◆ **Texte fourni**:
Home | Volume 24 | Article number 126

Original article

Légionellose compliquée d’une rhabdomyolyse et d’une insuffisance rénale aiguë: à propos d’un cas

Légionellose compliquée d’une rhabdomyolyse et d’une insuffisance rénale aiguë: à propos d’un cas

Legionnaires’ disease complicated by rhabdomyolysis and acute renal failure: about a case

Arnaud Bac1, Ahmed Sabry Ramadan1, Pierre Youatou1, Pierre Mols1, Dominique Cerf1, William Ngatchou2,&

 

1Service des Urgences du CHU St Pierre de Bruxelles, Université libre de Bruxelles, Belgique, 2Service de Chirurgie Cardiaque et des Urgences CHU St Pierre de Bruxelles, Université Libre de Bruxelles, Belgique

 

 

&Auteur correspondant
William Ngatchou, Service de Chirurgie Cardiaque et des Urgences CHU St Pierre de Bruxelles, Université Libre de Bruxelles, Belgique

 

 

Résumé

La légionellose est une maladie respiratoire bactérienne due à un germe gram négatif dont la présentation clinique peut être bénigne se limitant à un syndrome grippal ou plus sévère se caractérisant par une pneumonie pouvant se compliquer d’atteinte multisystémique pouvant conduire au décès. Nous rapportons le cas d’un patient de 48 ans ayant présenté une rhabdomyolyse compliquée d’une insuffisance rénale aigue au décours d’une pneumonie à Legionella pneumophila. Nous revoyons la physiopathologie et le traitement de cette complication rare de la légionellose.

◆ **Données fournies**:
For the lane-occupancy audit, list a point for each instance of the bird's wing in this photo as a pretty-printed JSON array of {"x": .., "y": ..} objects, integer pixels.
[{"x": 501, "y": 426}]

...

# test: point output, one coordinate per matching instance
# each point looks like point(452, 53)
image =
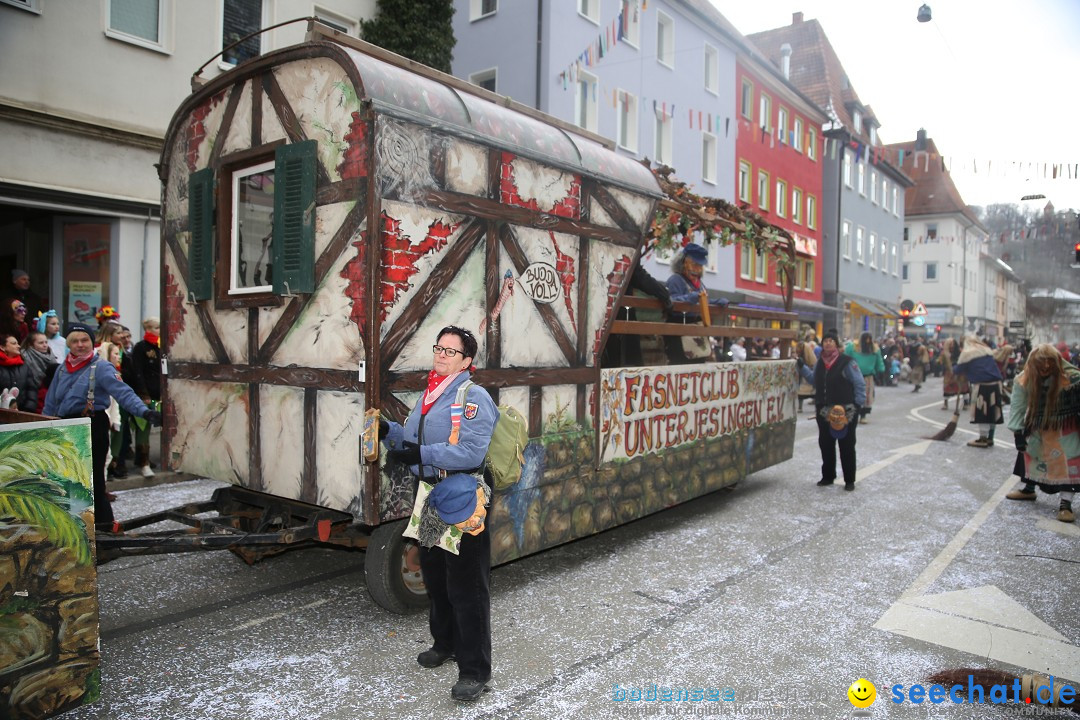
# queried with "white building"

◆ **Consigne**:
Répondez aux questions suivantes à partir de l'article sur la légionellose :
(a) Qui est l'auteur correspondant ?
(b) Selon le résumé, à quel type de germe la légionellose est-elle due ?
(c) Quel est l'âge du patient dont le cas est rapporté ?

◆ **Exercice corrigé**:
(a) William Ngatchou.
(b) À un germe gram négatif.
(c) 48 ans.